**PROBLEM SET:**
[a] In the knowledge management article, who co-authored the handbook's case studies?
[b] Check each statement against the knowledge management article: (i) Viagra began as a drug for heart disease. (ii) A nurse analyzing the database found the trend. (iii) The handbook came out of work by Standards Australia and the University of Technology Sydney's School of Management.
[c] Carry on the knowledge management article from where it stops.

**EXERCISE PASSAGE:**
Forget about the theory behind knowledge management. A new handbook details how organisations are putting KM into practice.
If it weren't for the sophisticated application of knowledge management, more than seven million men in the US, untold others in more than 90 other countries and all their significant others would be facing frustrating times. That's because Viagra, by far the most widely used treatment for erectile dysfunction, started its life as a drug to fight heart disease.
Happily for the millions of men who use it today to treat their difficulties in achieving or maintaining an erection, nurses involved in Pfizer's initial testing of Viagra noticed an unexpected side effect of the drug and recorded their observations on Pfizer's knowledge management system. Later, a clinician doing a meta-data analysis of their database discovered the trend, thereby recognising the drug's unique capacity to act as an innovative impotence treatment. The trialled heart disease drug was transformed into a breakthrough impotence cure capable of bringing in $US1 billion a year - and making many couples very happy indeed. With profit-making triumphs like this to its credit it's hardly surprising knowledge is becoming recognised as both the foundation of competitive advantage and the basis of market capitalisation of companies.
"The new economy of knowledge-based business has arrived, and Australia needs to capitalise on its knowledge assets too," says University of Technology Sydney's School of Management head, Professor Thomas Clarke. "The value of the enterprise and its operational performance will increasingly be measured by the way in which it creates knowledge, uses and reuses it to add value to its products and its processes, and to build better relationships with its customers."
The Pfizer story is just one of those detailed in what's been billed the most comprehensive survey of corporate examples yet published, the handbook titled International Best Practice - Case Studies in Knowledge Management. Incorporating cases on 40 companies from 13 industry sectors, the collaboration between Standards Australia and the University of Technology Sydney's School of Management details results of a survey completed in support of Standards Australia's Knowledge Management Framework . The case studies - which are to be followed by further empirical examination of KM initiatives inside selected companies - were co-authored by Professor Clarke and Faculty of Business research associate, Christine Rollo.
"In the knowledge economy the effective utilisation of knowledge resources is the very basis of competitive advantage," Clarke says. "Knowledge is becoming recognised as both the foundation of competitive advantage and the basis of market capitalisation of companies. The fusion of the emerging digital networks and rapidly developing knowledge tools and systems is creating the business knowledge revolution, but poor knowledge management can fatally slow an organisation," he says.

**INFORMATION:**

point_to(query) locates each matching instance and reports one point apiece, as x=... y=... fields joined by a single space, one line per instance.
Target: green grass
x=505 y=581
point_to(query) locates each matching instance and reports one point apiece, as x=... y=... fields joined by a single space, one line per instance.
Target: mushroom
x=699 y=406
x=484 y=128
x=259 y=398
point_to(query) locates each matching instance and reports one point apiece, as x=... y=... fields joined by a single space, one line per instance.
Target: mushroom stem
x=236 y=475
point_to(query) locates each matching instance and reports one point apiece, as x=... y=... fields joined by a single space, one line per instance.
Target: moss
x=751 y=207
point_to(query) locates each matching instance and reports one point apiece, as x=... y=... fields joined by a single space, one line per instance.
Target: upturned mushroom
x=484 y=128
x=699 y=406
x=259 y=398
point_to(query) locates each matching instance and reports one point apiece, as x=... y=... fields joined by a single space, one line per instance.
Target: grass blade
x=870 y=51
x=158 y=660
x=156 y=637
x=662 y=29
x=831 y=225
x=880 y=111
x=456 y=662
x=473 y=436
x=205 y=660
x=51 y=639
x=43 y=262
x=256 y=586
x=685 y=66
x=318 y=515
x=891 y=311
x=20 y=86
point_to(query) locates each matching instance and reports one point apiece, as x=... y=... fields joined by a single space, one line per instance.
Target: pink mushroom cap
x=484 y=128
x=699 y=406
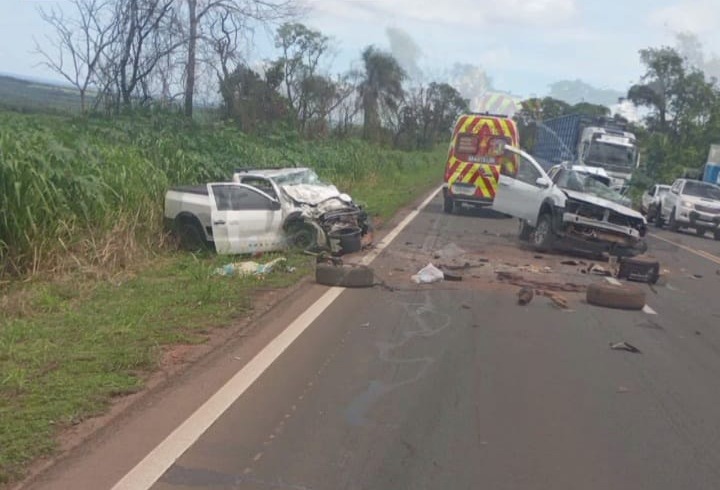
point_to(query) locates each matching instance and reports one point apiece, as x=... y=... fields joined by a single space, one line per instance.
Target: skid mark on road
x=429 y=322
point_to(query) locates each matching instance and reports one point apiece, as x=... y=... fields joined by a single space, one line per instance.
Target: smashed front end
x=598 y=229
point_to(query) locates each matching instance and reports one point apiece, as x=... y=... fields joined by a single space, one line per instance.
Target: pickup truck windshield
x=699 y=189
x=609 y=155
x=590 y=184
x=308 y=177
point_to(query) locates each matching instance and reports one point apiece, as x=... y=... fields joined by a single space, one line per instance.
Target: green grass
x=103 y=294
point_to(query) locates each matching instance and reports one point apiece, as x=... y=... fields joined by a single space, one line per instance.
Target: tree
x=380 y=90
x=199 y=12
x=660 y=85
x=81 y=42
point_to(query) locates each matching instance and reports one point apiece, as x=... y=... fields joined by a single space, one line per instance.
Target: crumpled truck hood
x=599 y=201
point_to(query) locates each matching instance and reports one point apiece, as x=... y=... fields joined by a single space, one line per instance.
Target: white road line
x=152 y=467
x=649 y=310
x=699 y=253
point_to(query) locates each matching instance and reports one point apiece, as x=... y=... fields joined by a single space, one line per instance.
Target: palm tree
x=380 y=88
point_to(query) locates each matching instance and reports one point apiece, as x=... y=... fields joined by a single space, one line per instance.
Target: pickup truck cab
x=691 y=204
x=569 y=209
x=651 y=199
x=263 y=210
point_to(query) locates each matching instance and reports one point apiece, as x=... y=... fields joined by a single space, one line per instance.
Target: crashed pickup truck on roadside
x=570 y=209
x=263 y=210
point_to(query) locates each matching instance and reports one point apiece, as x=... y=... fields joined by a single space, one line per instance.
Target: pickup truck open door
x=244 y=219
x=522 y=195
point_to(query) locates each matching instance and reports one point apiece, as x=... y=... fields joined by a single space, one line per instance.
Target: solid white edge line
x=156 y=463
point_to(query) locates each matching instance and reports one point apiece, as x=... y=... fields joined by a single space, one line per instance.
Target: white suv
x=691 y=204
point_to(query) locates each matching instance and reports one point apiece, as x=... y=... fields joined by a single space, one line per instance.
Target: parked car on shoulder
x=651 y=199
x=691 y=204
x=263 y=210
x=572 y=209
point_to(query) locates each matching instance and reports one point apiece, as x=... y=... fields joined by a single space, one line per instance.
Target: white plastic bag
x=428 y=274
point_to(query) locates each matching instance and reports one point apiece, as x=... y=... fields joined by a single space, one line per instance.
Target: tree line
x=124 y=54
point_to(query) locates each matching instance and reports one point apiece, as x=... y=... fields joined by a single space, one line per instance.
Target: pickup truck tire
x=658 y=218
x=345 y=276
x=623 y=296
x=672 y=224
x=448 y=205
x=191 y=236
x=542 y=236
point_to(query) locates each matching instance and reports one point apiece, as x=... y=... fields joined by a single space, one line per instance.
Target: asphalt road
x=456 y=386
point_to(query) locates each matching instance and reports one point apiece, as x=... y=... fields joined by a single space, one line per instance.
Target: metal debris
x=625 y=346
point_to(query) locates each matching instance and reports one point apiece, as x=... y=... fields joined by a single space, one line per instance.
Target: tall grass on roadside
x=79 y=192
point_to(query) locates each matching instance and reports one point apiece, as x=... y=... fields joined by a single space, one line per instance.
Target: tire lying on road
x=344 y=276
x=622 y=296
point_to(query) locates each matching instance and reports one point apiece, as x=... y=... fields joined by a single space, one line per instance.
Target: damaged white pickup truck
x=264 y=210
x=569 y=209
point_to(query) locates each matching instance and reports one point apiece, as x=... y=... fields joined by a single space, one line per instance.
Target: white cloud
x=698 y=16
x=454 y=12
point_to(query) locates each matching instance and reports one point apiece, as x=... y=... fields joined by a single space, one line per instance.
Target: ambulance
x=476 y=158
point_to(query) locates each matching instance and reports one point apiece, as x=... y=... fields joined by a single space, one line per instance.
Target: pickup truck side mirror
x=543 y=182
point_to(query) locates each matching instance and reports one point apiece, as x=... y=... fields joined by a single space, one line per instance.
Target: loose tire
x=525 y=231
x=542 y=237
x=448 y=205
x=623 y=296
x=672 y=224
x=344 y=276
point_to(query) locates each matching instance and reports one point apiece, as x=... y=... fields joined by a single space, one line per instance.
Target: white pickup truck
x=263 y=210
x=572 y=208
x=691 y=204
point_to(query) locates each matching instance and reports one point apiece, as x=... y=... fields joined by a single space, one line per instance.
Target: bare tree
x=199 y=12
x=81 y=42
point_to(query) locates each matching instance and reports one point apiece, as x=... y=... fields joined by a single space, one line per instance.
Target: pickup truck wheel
x=658 y=218
x=542 y=237
x=623 y=296
x=448 y=205
x=525 y=231
x=672 y=224
x=191 y=236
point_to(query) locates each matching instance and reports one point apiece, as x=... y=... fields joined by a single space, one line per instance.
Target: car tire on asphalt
x=622 y=296
x=542 y=236
x=672 y=224
x=525 y=231
x=448 y=205
x=345 y=276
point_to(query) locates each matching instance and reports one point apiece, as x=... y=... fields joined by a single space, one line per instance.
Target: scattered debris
x=525 y=295
x=570 y=262
x=248 y=268
x=428 y=274
x=451 y=276
x=624 y=346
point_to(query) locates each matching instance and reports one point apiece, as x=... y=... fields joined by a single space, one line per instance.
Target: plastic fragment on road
x=624 y=346
x=248 y=268
x=428 y=274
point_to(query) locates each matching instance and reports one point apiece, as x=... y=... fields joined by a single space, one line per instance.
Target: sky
x=522 y=45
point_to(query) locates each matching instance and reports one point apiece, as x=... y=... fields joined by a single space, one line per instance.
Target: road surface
x=453 y=385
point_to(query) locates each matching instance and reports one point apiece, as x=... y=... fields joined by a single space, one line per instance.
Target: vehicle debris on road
x=625 y=346
x=428 y=274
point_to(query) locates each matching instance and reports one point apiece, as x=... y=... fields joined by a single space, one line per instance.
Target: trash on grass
x=428 y=274
x=624 y=346
x=525 y=295
x=248 y=268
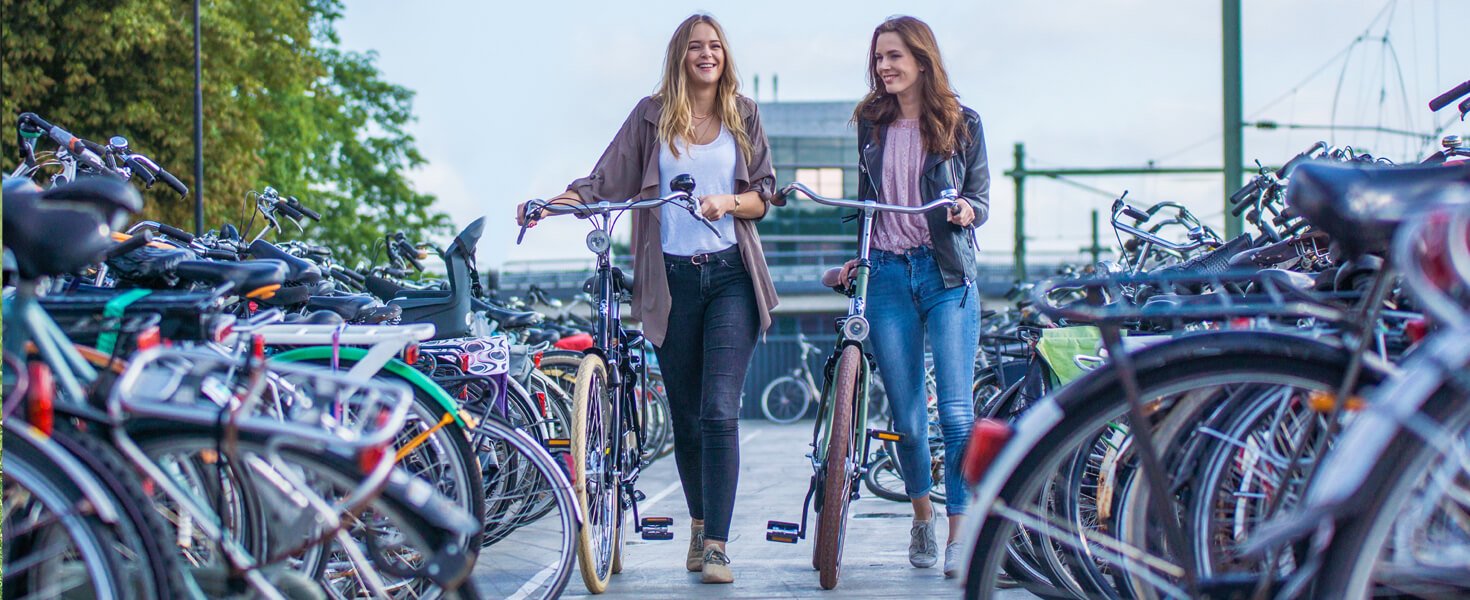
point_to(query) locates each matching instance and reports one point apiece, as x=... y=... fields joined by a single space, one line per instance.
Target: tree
x=284 y=106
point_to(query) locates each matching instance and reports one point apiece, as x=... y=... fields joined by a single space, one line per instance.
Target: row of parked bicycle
x=1285 y=413
x=219 y=415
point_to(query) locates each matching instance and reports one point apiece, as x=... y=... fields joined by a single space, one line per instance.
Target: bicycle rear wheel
x=837 y=484
x=785 y=400
x=56 y=544
x=594 y=477
x=534 y=558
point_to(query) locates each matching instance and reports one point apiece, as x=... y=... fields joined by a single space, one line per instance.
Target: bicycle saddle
x=147 y=263
x=252 y=277
x=299 y=271
x=381 y=315
x=316 y=318
x=62 y=230
x=346 y=306
x=1360 y=206
x=506 y=318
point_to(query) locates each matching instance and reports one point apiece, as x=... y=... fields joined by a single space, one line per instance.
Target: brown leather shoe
x=716 y=568
x=696 y=559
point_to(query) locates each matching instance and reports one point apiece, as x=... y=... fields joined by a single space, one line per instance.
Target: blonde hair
x=676 y=121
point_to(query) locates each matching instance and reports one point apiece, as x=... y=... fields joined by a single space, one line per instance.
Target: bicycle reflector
x=987 y=440
x=149 y=338
x=40 y=394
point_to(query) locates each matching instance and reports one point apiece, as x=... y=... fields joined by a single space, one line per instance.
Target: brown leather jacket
x=629 y=168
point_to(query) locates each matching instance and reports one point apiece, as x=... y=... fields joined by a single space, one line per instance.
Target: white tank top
x=713 y=169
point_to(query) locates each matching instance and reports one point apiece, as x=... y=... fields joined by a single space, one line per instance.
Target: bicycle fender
x=394 y=366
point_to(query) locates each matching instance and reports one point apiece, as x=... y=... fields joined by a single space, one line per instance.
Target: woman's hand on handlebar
x=965 y=213
x=715 y=206
x=569 y=197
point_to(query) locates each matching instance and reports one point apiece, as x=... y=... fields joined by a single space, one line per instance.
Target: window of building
x=825 y=181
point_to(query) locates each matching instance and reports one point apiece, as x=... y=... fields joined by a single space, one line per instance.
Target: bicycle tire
x=791 y=405
x=447 y=441
x=837 y=469
x=127 y=488
x=1079 y=411
x=884 y=468
x=1359 y=538
x=556 y=527
x=55 y=509
x=591 y=408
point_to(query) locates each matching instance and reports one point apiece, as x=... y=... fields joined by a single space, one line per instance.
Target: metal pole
x=1019 y=175
x=199 y=133
x=1095 y=249
x=1234 y=128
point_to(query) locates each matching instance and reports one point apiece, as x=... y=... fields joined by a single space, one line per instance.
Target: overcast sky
x=518 y=99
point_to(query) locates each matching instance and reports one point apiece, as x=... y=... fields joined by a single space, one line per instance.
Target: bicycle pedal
x=657 y=534
x=885 y=436
x=782 y=531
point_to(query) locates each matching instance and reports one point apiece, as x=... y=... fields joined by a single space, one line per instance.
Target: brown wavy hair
x=676 y=121
x=941 y=119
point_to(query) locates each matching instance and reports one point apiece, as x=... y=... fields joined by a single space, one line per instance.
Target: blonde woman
x=703 y=299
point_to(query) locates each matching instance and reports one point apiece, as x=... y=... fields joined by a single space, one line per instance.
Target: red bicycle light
x=149 y=338
x=987 y=440
x=40 y=409
x=1416 y=330
x=369 y=458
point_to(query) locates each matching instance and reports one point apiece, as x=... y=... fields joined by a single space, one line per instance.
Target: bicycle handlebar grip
x=1439 y=102
x=285 y=208
x=34 y=121
x=140 y=169
x=137 y=241
x=410 y=253
x=1291 y=165
x=300 y=208
x=174 y=183
x=175 y=233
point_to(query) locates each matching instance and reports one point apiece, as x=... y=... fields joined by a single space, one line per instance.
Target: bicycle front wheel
x=594 y=474
x=785 y=400
x=837 y=486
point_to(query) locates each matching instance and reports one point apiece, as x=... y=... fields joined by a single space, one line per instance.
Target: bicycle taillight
x=987 y=440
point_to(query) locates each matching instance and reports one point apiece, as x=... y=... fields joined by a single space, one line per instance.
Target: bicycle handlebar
x=1439 y=102
x=682 y=196
x=947 y=197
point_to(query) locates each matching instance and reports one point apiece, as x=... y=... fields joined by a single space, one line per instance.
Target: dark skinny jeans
x=704 y=358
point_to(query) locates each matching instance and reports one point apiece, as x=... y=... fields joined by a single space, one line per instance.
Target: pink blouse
x=903 y=159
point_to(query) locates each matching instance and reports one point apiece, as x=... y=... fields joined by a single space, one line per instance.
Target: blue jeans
x=906 y=300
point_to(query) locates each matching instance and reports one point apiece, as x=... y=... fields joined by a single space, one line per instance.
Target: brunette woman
x=701 y=297
x=916 y=140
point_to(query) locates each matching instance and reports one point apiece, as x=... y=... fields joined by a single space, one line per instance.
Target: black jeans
x=704 y=356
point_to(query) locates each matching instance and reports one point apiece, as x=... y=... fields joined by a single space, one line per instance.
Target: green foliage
x=284 y=106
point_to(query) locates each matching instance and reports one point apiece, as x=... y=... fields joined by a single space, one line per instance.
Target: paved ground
x=773 y=481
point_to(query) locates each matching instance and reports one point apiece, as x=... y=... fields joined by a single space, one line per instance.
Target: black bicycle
x=607 y=430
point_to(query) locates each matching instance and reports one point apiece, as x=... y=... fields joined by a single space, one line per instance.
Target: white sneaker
x=923 y=552
x=951 y=559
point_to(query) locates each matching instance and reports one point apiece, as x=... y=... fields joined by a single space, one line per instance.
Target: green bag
x=1060 y=346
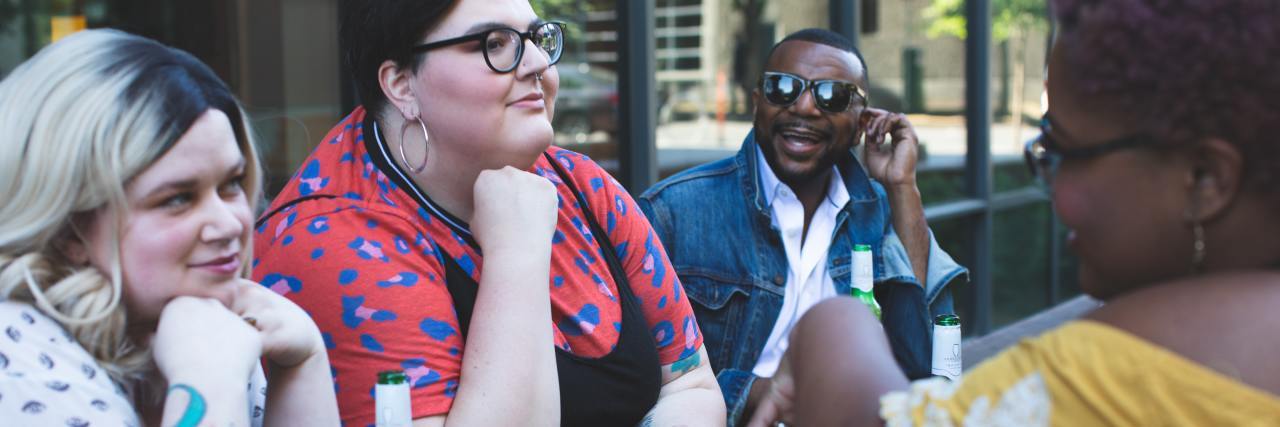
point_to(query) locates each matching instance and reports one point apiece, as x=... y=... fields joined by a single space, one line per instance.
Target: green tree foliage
x=1009 y=18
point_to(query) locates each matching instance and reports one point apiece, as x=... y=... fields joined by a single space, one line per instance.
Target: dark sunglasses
x=503 y=47
x=1043 y=154
x=831 y=96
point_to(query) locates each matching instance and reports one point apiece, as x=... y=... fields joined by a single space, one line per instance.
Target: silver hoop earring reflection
x=426 y=147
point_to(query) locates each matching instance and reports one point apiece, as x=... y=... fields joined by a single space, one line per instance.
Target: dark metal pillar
x=638 y=104
x=978 y=152
x=844 y=18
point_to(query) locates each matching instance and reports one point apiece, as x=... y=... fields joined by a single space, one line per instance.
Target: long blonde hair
x=81 y=119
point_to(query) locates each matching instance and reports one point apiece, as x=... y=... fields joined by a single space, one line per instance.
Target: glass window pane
x=586 y=106
x=1020 y=260
x=919 y=69
x=955 y=237
x=1019 y=44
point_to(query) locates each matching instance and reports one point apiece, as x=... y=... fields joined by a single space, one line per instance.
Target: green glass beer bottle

**EXERCISE ANSWERS:**
[a] Professor Thomas Clarke and Christine Rollo, a Faculty of Business research associate.

[b]
(i) Yes: "started its life as a drug to fight heart disease"
(ii) No: "a clinician doing a meta-data analysis of their database discovered the trend"
(iii) Yes: "the collaboration between Standards Australia and the University of Technology Sydney's School of Management"

[c]
The report argues the case - backed by numerous case studies - for eschewing purely technical solutions to KM in favour of organisational and operational efforts designed to help the organisation capitalise on its knowledge assets.
"Knowledge management initiatives need to be closely integrated with business strategy, identifying and remedying critical knowledge gaps," the report's introduction says. "The strategic business drivers of knowledge management concern how to protect and develop the intellectual capital of the company, how to improve performance, and promote continual learning and innovation. Knowledge initiatives should support and enhance the core competencies of the organisation.
"The corporate interest in knowledge management has been fuelled by the remarkable increase in the market valuation of intangible assets. In this context it is assumed the purpose of knowledge management is to create the conditions in which people may integrate specialist knowledge to produce goods and services of increasingly higher value. Implicit in this is the belief knowledge can be stored, measured and moved around the enterprise. But most knowledge is tacit, and individuals and groups continually generate new knowledge.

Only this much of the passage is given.